##### TEXT SHOWN #####
SE student talks about his life in private military

By Karen Gavis/se news editor

Four times. That is all he has been shot.

But he has been cut and stabbed so often he cannot recall the exact number of times. Now, the SE philosophy student says he plays golf and the hand he has dealt himself the best he can.

Marc Sellers was a hired gun. Trained at a special military camp in Spain, he worked 16 years for a private military organization. He was a long-range sniper involved in hostage rescue missions.

“I went in, and I saved lives,” he said. “Somebody has got to fight the bad guys.”

Sellers said the job required a team of specialists. He did not work alone, and every mission was different.

“We were a superior fighting force,” he said.

Sellers said he only did things he thought were right and followed a moral code of ethics.

“You could get paid a lot more if you are willing to throw away your ethics,” he said.

Sellers said he was paid a percentage of the demanded ransom per project. He would go in via horseback, helicopter, parachute or foot. If he was able to make it back across the border, help was available. If not, he was on his own.

He went where the military could not go, he said. That way, if he got caught, it wasn’t the United States that was involved, he said. It was just some crazy American.

“You wound everyone involved, kill as many as you can and leave three or four to interrogate,” he said.

Sometimes, he discovered more hostages being held.

“You can’t take one and leave the others,” he said. “That would be unethical.”

The job paid very well, but Sellers said it is not a job he would accept again because he no longer feels he has the authority to decide whether someone lives or dies unless it is in direct defense of someone’s life.

“I’ve made enough money,” he said. “I don’t have to do it anymore.”

Sellers is not ashamed or regretful of the past. But it is not something he wishes to repeat. He said it was fun while he was doing it. However, he did not enjoy the aftermath.

“You pull the trigger, the guy falls down and he is no longer a person,” he said. “Dealing with it afterward is not an easy thing. There’s a lot of guilt in it.”

Sellers said a target never knows what is coming and is dead before the sound of the shot is heard.

“There is no bravery in taking a sniper shot,” he said. “There is no heroism in being a sniper. It is a job.”

Sellers said he tries to be a nice guy, but a few years ago, he was pretty messed up. He reached a point he could not cope mentally. And alcohol helped.

“It was my way of dealing with it,” he said.
##### RAW DATA #####
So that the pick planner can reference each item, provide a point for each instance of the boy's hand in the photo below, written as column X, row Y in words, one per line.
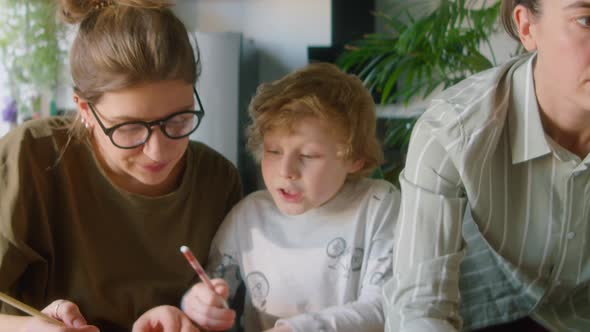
#####
### EXERCISE PROMPT
Turn the article's paragraph that begins "Sellers said he was paid a percentage" into a short bulleted list that keeps its main facts. The data come from a separate source unrelated to the article.

### RESULT
- Sellers was paid a percentage of the demanded ransom for each project.
- He went in on horseback, by helicopter, by parachute or on foot.
- Help was available if he made it back across the border; if he didn't, he was on his own.